Page excerpt
* * * * *

Written by Garrett Hayes

Last updated on Apr 29th, 2024
3 birds on snowy ground

Among the blackbirds in the northern continent, you only get to encounter a few of them in each region. Such birds are well-known for inhabiting many habitats; hence, they are familiar to many birding enthusiasts.


Some of these birds are similar-looking at first glance, like the European starling and the common grackle, making identification pretty challenging. Their resemblances can be confounding, especially for new birders spotting them at feeders.

Thus, please continue reading if you wish to know more about these two birds as we go over a comprehensive comparison between starling vs grackle.

Main Differences Between Grackles And Starlings

The main difference between grackles and starlings are:

  • The grackle is a larger bird, whereas the starling is a smaller black bird.
  • A grackle features a longer tail, whereas the starling has a shorter tail.
  • Grackles' legs are dark, whereas starlings have pinkish legs.
  • Grackles prefer the open grasslands, whereas starlings like dwelling in towns.

The Diversity Of Grackles, Starlings, And Similar-Looking Species

The confusion in identifying the starling or grackle can be typical among birdwatchers since many notice how these creatures often flock together. You might even see these two hanging out at feeders or flocking with the rusty blackbird and the cowbird.

Occasionally, people confuse one for the other and even think they are in the same family.

To avoid such misconceptions among blackbirds, remember that ravens are members of the Corvidae family, as are the American crow and the blue jay. Grackles are members of the Icteridae family, as are various blackbirds such as meadowlarks, Bobolinks, and orioles.

Both birds might have nearly identical glossy, black plumes, but aside from comparing starling vs grackle, there are still other similar-looking birds.

With that in mind, an in-depth comparison of grackle vs starling would help recognize these two birds and tell each one apart from the other.

1. Distribution

The grackle population is prevalent across North America and is a year-round resident bird in most of its range. Despite being a bird problem to farmers, a grackle prospers well in European settlement.

Like the house sparrow, the European starling is not a native bird species in the northern region.

* * * * *

To-do list
(1) Reproduce the part of the starling and grackle comparison between "To avoid such" and "from the other.", inclusive.
(2) Which birds does the starling and grackle comparison name as members of the Corvidae family?

Data listing
* * * * *

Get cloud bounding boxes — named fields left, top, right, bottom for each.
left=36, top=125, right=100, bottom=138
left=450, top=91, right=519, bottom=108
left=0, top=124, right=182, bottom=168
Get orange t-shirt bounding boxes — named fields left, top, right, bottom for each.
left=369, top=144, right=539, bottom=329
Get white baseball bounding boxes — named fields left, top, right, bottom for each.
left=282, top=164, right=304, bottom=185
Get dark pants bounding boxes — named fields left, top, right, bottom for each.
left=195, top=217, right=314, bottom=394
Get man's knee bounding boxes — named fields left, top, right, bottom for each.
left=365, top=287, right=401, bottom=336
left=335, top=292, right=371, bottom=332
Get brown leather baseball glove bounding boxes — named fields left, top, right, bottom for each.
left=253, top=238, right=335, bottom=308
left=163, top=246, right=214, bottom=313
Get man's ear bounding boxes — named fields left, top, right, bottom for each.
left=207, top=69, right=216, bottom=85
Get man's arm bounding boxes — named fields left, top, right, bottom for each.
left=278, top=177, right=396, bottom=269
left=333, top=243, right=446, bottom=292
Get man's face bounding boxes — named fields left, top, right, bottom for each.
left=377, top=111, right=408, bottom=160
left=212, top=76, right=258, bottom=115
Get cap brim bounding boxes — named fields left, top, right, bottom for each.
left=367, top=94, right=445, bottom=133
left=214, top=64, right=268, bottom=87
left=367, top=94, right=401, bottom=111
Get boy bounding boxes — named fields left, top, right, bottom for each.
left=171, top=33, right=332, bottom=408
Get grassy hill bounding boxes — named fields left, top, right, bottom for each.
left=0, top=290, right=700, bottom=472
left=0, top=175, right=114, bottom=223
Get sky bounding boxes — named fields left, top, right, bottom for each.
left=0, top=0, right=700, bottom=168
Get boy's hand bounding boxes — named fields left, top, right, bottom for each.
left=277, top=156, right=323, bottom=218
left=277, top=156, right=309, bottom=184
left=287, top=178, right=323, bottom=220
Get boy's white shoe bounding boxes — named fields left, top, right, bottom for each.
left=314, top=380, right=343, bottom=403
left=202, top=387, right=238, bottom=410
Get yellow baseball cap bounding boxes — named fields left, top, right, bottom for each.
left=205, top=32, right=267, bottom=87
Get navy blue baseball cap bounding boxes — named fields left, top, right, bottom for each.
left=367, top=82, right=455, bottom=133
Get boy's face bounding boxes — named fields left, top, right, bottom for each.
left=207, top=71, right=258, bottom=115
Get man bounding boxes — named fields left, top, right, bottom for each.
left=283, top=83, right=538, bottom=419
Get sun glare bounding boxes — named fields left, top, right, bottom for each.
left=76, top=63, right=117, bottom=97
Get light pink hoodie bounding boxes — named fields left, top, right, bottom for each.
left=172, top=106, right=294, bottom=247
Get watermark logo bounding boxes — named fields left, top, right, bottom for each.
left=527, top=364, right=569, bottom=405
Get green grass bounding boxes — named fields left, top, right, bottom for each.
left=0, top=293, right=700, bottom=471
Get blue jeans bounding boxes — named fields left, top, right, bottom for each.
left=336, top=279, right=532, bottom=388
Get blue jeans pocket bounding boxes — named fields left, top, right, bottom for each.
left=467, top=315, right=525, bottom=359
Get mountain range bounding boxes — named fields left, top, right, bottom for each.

* * * * *

Answers given
(1)
To avoid such misconceptions among blackbirds, remember that ravens are members of the Corvidae family, as are the American crow and the blue jay. Grackles are members of the Icteridae family, as are various blackbirds such as meadowlarks, Bobolinks, and orioles.

Both birds might have nearly identical glossy, black plumes, but aside from comparing starling vs grackle, there are still other similar-looking birds.

With that in mind, an in-depth comparison of grackle vs starling would help recognize these two birds and tell each one apart from the other.

(2) Ravens, the American crow, and the blue jay.